AIM OF THE TASK: Copy out only the span from the line with "the fog between" to the end of the data, both ends kept, word for word.
_____
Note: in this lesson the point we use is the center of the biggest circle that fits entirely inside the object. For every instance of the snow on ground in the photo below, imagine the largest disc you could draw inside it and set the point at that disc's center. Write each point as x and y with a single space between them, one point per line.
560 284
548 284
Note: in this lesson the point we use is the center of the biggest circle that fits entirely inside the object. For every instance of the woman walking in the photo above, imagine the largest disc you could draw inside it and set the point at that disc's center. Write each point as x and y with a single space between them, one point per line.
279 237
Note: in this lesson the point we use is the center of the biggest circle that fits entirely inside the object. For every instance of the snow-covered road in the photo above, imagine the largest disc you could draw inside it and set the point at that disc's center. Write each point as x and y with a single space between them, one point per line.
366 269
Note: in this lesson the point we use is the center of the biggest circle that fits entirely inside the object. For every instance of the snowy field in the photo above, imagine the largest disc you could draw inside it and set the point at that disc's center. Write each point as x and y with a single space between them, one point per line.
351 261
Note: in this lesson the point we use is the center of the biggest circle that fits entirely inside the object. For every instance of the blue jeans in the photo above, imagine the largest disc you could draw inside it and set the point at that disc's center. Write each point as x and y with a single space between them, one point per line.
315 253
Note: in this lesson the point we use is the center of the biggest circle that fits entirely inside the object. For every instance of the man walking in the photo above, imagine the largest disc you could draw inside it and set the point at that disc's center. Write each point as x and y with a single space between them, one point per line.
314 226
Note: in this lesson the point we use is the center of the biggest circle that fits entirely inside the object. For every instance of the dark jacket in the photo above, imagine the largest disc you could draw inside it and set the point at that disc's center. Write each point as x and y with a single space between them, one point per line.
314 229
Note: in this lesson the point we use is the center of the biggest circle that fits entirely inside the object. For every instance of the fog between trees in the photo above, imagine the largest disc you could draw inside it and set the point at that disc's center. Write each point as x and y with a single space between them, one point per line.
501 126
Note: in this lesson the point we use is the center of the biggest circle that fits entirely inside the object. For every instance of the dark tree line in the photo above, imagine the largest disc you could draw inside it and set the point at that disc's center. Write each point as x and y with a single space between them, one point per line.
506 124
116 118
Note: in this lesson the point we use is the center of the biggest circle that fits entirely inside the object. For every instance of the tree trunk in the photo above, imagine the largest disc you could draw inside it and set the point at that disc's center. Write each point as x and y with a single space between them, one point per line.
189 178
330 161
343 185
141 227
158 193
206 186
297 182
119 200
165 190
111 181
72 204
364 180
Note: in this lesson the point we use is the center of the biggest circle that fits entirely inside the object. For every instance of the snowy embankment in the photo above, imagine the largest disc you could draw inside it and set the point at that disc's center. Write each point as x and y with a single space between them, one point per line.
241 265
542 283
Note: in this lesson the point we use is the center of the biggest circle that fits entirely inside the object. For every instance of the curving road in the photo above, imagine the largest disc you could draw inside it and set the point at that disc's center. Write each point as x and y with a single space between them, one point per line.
_____
TASK RESPONSE:
Note: in this lesson the point we use is the center of the biggest circle that fits entirely inside the object. For every instance of the fog between trees in the photo above, imagine the largest disc you could draw inside it and set the point at that disc's center. Write each point as x and y with a single space between them, one point per line.
501 126
Note: in this lesson the point we use is the center of the biggest circle that fits entirely inside the object. For every instance of the dark tree line in the photo above, imagine the largest disc you could draw inside it and set the point at that disc's center. Write each point as x and y with a single space between them, one point per line.
506 124
116 118
Note: in this lesson the point we use is the center of the biggest circle that fits entirely inside the object. For every instance of the tree trunk in the photo above, imagine the largest disc you could draw inside it and set the point at that disc's center. Write each point as x and y with a single space between them, one point per line.
189 178
330 161
343 185
141 227
158 193
206 186
297 182
119 200
165 190
111 181
72 204
364 180
Note: in this lesson the point we use is the center of the biggest circle that fits entirely inside the object. For every instance of the snowy embankment in the photo above, imagine the largest disc you could draw inside it and set the point at that disc's center. Write each point as x and y with a single space between them, one point per line.
241 265
542 283
Note: in this lesson the point we use is the center of the biggest circle that fits entirely inside the object. For every instance of the curving road in the photo above, imagine the largest disc you could draw inside it and set the point at that disc's center. Write each point as x and y with a single space between them, one point per line.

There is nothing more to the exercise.